-- BEGIN --
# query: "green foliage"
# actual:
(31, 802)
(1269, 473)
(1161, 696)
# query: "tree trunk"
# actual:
-- END --
Request:
Copy the records above line for line, with no changes.

Task solution:
# query: "green foliage"
# actual:
(31, 802)
(1269, 473)
(1161, 696)
# query: "tree trunk"
# actual:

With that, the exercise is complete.